_DOCUMENT TEXT_

We have to tell the compiler about types/templates (whether it's done by the
library itself or it's user -- is a different story). Therefore some kind
of registration looks inavoidable.

When I first posted this (a couple of months ago) I was trying to generate
IDs automatically. Initially I used the MS-specific __COUNTER__ macro, then
I switched to the method suggested by Paul Mensonides -- slightly less
elegant, but much more portable. It turned out, however, that both these
methods have the same problem -- they do not preserve IDs between
compilation units, and therefore eventially leed to the ODR violation. I
tried to work this around by using anonimous namespaces, but then David
Abrahams proved that the ODR violation would still present in certain usage
contexts.

So I gave up, and started using manually-supplies IDs. I do realize that
this is a significant inconvenience. Please note, however, that the IDs are
specified on per-file rather than per-class basis (I use __LINE__ to
distinguish inside one file).

_WRITTEN PROBLEM A_
Shorten the paragraph of the passage on type IDs that begins "When I first posted this" and keep its main facts.
_WRITTEN PROBLEM B_
Return the part of the passage on type IDs that begins at the words "When I first" and ends after "inside one file).", copied word for word.

_SUPPLIED MATERIAL_
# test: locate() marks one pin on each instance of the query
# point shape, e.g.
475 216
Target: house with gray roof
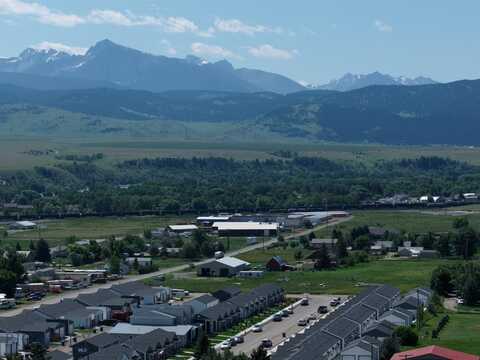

_ANSWER A_
A couple of months before, the writer tried to generate IDs automatically. The first attempt used the MS-specific __COUNTER__ macro. The second used a method suggested by Paul Mensonides, which was less elegant but much more portable. Neither method preserved IDs between compilation units, so both led to ODR violations. Anonymous namespaces were tried as a workaround, but David Abrahams showed that the ODR violation would still occur in certain usage contexts.

_ANSWER B_
When I first posted this (a couple of months ago) I was trying to generate
IDs automatically. Initially I used the MS-specific __COUNTER__ macro, then
I switched to the method suggested by Paul Mensonides -- slightly less
elegant, but much more portable. It turned out, however, that both these
methods have the same problem -- they do not preserve IDs between
compilation units, and therefore eventially leed to the ODR violation. I
tried to work this around by using anonimous namespaces, but then David
Abrahams proved that the ODR violation would still present in certain usage
contexts.

So I gave up, and started using manually-supplies IDs. I do realize that
this is a significant inconvenience. Please note, however, that the IDs are
specified on per-file rather than per-class basis (I use __LINE__ to
distinguish inside one file).